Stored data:

=-=-=-=-=

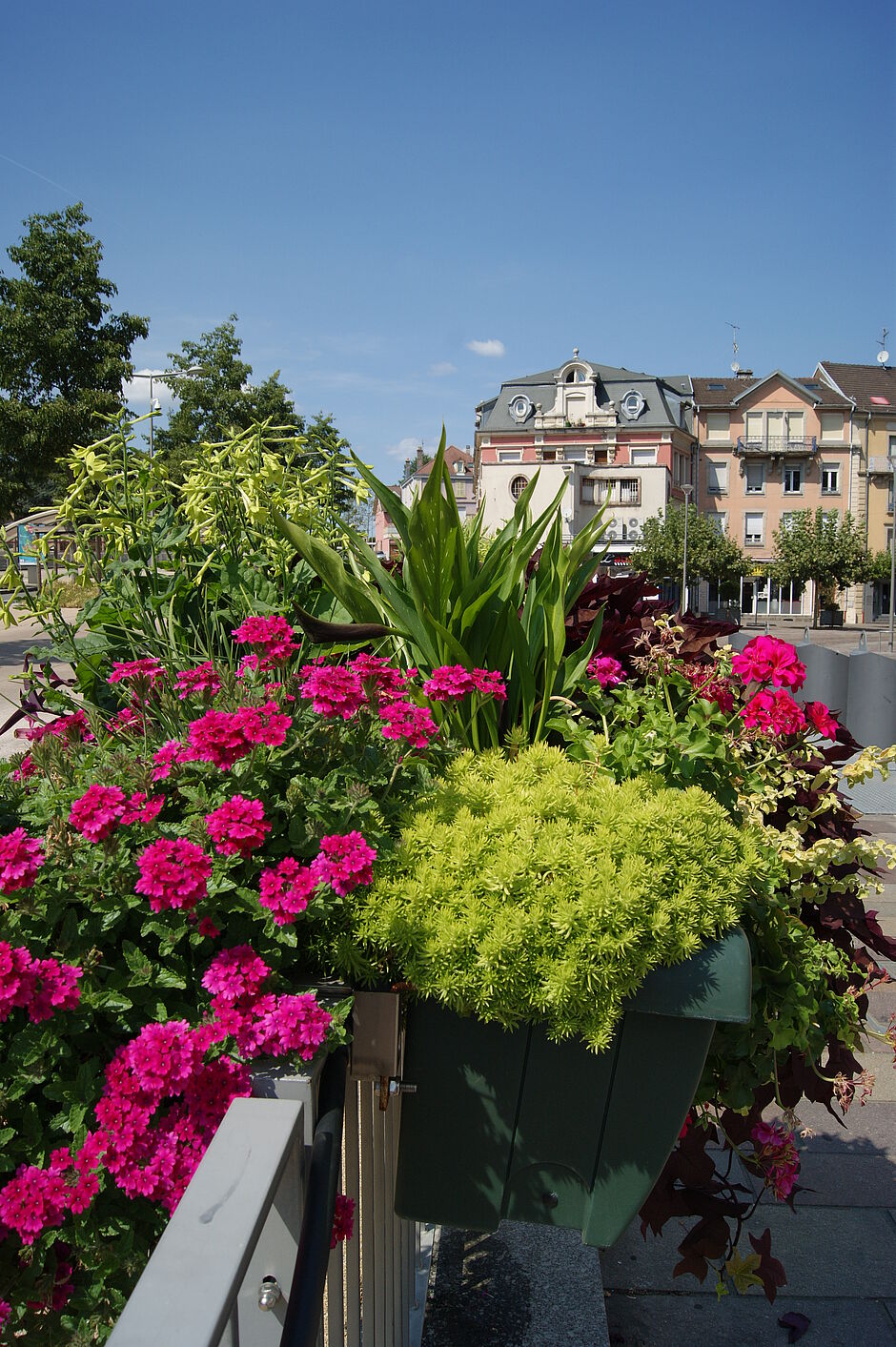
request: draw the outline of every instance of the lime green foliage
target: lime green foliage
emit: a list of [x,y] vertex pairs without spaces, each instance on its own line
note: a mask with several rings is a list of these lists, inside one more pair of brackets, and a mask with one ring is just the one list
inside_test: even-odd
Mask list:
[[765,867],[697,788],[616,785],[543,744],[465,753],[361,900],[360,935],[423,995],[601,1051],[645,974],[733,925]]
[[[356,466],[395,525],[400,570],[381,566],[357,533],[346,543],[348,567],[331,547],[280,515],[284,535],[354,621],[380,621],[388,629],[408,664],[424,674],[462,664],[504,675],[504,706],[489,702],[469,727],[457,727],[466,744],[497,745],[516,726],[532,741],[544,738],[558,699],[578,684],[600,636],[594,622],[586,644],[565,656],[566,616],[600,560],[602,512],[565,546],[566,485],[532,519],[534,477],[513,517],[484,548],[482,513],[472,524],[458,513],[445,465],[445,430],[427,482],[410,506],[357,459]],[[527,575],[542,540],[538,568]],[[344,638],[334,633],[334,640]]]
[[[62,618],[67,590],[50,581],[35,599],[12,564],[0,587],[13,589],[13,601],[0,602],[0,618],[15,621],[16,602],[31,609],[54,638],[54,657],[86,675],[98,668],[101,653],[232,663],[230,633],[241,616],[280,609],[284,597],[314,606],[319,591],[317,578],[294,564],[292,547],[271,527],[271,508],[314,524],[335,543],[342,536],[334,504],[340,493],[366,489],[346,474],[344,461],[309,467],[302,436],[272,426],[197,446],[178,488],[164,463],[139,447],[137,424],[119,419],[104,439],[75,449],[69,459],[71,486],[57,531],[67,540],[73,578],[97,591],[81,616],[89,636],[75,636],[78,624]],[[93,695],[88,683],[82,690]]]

=-=-=-=-=

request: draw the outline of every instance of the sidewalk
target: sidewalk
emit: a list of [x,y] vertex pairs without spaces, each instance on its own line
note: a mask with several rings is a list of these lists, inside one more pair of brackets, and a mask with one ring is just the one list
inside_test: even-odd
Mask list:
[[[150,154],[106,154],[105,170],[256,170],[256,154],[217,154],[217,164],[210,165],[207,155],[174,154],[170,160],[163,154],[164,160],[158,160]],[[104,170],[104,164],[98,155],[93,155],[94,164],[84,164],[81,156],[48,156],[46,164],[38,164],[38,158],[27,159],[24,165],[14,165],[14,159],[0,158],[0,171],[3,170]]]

=-=-=-=-=

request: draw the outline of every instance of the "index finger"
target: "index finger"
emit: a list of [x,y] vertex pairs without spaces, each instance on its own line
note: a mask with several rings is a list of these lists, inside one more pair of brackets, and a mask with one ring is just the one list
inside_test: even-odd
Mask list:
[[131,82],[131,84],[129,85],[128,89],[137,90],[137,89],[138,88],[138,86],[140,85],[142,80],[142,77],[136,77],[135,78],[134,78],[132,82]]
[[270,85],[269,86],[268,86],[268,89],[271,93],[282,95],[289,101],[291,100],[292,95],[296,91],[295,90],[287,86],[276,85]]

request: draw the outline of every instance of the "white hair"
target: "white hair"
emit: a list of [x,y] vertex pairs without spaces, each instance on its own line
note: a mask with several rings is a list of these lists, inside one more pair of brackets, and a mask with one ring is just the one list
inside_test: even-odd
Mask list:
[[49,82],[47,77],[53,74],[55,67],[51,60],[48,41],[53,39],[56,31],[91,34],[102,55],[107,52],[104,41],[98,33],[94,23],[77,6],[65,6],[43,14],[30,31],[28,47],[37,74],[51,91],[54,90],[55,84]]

=-=-=-=-=

§ **Task description**
Count the lines in the Stored data above that contain the word "sidewalk", and reply with only that number.

§ **Task response**
2